WORK INSTRUCTIONS ▸
Reproduce the records below line for line, with no changes.

++++ RECORDS FOR THIS EXERCISE

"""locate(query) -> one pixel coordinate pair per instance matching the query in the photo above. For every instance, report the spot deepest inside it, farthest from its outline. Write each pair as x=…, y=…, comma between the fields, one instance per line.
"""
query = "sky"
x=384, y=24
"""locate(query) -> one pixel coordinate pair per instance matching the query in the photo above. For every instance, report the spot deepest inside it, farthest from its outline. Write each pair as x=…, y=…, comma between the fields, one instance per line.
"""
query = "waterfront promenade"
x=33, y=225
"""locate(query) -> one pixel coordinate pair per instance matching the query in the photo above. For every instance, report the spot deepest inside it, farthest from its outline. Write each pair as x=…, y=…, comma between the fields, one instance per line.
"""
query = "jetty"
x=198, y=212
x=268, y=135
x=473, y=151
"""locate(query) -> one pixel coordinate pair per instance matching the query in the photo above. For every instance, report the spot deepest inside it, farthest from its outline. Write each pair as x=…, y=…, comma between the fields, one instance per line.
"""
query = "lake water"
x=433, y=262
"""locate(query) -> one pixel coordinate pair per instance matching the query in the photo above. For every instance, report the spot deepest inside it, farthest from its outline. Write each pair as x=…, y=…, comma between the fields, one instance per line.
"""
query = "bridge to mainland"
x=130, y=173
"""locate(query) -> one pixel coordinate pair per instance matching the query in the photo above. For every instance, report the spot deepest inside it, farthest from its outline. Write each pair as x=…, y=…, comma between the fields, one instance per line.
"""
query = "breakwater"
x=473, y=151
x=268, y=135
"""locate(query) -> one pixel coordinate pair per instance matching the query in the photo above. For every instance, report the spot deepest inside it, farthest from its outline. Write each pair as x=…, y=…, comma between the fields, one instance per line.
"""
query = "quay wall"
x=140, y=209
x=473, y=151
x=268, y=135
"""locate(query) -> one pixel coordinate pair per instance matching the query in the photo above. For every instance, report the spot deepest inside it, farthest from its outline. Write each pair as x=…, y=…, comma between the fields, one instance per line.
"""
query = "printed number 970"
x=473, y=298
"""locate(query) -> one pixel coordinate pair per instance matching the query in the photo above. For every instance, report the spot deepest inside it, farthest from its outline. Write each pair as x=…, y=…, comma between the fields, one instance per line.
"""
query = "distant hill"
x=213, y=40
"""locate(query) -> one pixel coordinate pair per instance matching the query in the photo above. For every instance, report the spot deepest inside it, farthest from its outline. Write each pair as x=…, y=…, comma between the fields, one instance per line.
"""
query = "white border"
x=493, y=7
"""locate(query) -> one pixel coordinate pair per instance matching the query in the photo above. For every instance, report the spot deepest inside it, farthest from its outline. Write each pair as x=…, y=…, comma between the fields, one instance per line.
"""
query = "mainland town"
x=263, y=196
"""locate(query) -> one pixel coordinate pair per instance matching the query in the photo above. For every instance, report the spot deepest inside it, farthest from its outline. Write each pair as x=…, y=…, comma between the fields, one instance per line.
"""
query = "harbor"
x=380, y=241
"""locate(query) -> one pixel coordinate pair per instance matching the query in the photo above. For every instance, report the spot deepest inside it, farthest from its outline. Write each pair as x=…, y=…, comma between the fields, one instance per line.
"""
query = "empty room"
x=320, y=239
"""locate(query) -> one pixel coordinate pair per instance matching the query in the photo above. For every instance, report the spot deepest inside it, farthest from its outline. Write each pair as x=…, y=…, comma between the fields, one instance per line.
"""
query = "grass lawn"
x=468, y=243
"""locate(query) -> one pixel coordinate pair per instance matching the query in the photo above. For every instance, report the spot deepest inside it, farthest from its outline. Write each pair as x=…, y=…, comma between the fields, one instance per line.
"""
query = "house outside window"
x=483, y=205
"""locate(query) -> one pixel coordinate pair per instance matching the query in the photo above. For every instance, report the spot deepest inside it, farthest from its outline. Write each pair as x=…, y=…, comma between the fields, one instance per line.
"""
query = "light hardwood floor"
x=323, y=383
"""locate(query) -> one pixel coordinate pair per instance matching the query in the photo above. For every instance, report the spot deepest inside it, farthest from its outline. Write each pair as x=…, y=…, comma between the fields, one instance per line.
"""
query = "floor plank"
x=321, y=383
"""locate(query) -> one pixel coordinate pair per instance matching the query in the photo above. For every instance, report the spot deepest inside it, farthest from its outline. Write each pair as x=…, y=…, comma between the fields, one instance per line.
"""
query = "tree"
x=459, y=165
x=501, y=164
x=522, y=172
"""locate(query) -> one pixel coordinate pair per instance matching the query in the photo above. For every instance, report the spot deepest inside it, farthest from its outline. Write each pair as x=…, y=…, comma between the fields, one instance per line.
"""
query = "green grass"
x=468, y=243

++++++++

TASK SOLUTION ▸
"""locate(query) -> one pixel coordinate pair per instance matching the query in the photo above. For every instance, report the spot deepest inside it, farthest from its outline. Write each pair as x=…, y=…, comma between the fields, one instance per line.
"""
query = "sky"
x=384, y=24
"""locate(query) -> one pixel coordinate pair per instance matching the query in the photo above. For every instance, report the spot deepest inside it, farthest from its outline. Write each pair as x=…, y=…, comma between the fields, one instance per line.
"""
query = "waterfront promenade"
x=33, y=225
"""locate(query) -> one pixel coordinate pair per instance matching the query in the photo above. For every instance, report the spot deepest inside it, farthest from its outline. Write each pair as x=…, y=…, comma between the fields, one instance per line.
"""
query = "jetty"
x=198, y=212
x=268, y=135
x=473, y=151
"""locate(query) -> one pixel coordinate pair per instance matching the query in the photo above. For every instance, report the spot deepest inside it, farthest from its outline. Write each pair as x=…, y=…, comma between the fields, one instance per line.
"""
query = "lake water"
x=433, y=262
"""locate(query) -> one pixel coordinate pair per instance matching the query in the photo above. For every instance, report the spot deepest inside it, farthest from its outline. Write each pair as x=…, y=…, comma between the fields, one instance per line.
"""
query = "bridge to mainland"
x=130, y=173
"""locate(query) -> one pixel coordinate pair per instance matching the query in the photo above. For every instance, report the spot deepest inside it, farthest from its outline. Write each pair as x=…, y=…, comma between the fields, one instance per line.
"""
query = "breakwater"
x=473, y=151
x=268, y=135
"""locate(query) -> one pixel coordinate pair per instance matching the query in the photo above. For every instance, report the spot deepest inside it, farthest from its outline. Write each pair as x=…, y=…, comma between the fields, one instance per line.
"""
query = "quay wall"
x=140, y=209
x=473, y=151
x=268, y=135
"""locate(query) -> one pixel coordinate pair per instance matching the query in the photo above. For every instance, report the spot deepest inside it, farthest from its outline. Write each pair as x=…, y=…, comma between the fields, one instance per line.
"""
query = "printed number 970"
x=473, y=298
"""locate(query) -> one pixel coordinate pair per instance matching the query in the photo above. For every instance, report the spot deepest inside it, farthest from its outline. Write each pair as x=…, y=…, comma between the fields, one instance per line.
"""
query = "distant hill"
x=213, y=40
"""locate(query) -> one pixel coordinate pair per instance matching the query in the photo above. For every instance, report the spot deepest inside it, farthest from its outline. Write each pair as x=…, y=…, comma between the fields, one instance per line.
"""
query = "white border"
x=493, y=7
"""locate(query) -> one pixel coordinate pair per instance matching the query in the photo above. For every instance, report the spot deepest inside it, farthest from its outline. Write each pair as x=…, y=…, comma between the fields, one instance per line.
"""
query = "mainland town"
x=263, y=196
"""locate(query) -> one pixel coordinate pair per instance matching the query in the photo above. For every instance, report the spot deepest inside it, farthest from its outline. Write each pair as x=…, y=…, comma between the fields, one instance per line.
"""
query = "harbor"
x=380, y=241
"""locate(query) -> one pixel coordinate pair per instance matching the query in the photo above. For every instance, report the spot deepest inside it, farthest from its outline. Write each pair as x=…, y=…, comma between the fields, one instance per line.
"""
query = "empty room"
x=320, y=239
"""locate(query) -> one pixel coordinate pair per instance matching the query in the photo above. For every instance, report the spot deepest inside it, farthest from its outline. Write each pair as x=…, y=…, comma between the fields, one instance per line.
"""
query = "grass lawn"
x=468, y=243
"""locate(query) -> one pixel coordinate pair per instance matching the query in the photo above. For every instance, report the spot deepest inside it, farthest from its outline. Write each pair as x=…, y=…, comma between the fields, one instance per line.
"""
query = "house outside window"
x=483, y=205
"""locate(query) -> one pixel coordinate pair per instance matching the query in the photo above. For every instance, report the spot deepest inside it, farthest from its outline. Write each pair as x=…, y=…, comma between the fields, one instance per line.
"""
query = "light hardwood floor"
x=323, y=383
"""locate(query) -> one pixel coordinate pair per instance matching the query in the photo above. For every instance, report the spot deepest inside it, farthest from its outline. Write each pair as x=…, y=…, comma between the fields, one instance per line.
"""
query = "floor plank"
x=321, y=383
"""locate(query) -> one pixel coordinate pair per instance matching the query in the photo above. For every instance, report the spot deepest inside it, farthest from its outline. Write each pair as x=…, y=…, comma between the fields, one instance per line.
"""
query = "tree"
x=459, y=165
x=501, y=164
x=522, y=172
"""locate(query) -> one pixel coordinate pair per instance matching the query in the photo above. For every instance, report the spot deepest inside it, farthest from its outline. Write each pair as x=…, y=…, comma between the fields, one instance per line.
"""
query = "green grass"
x=468, y=243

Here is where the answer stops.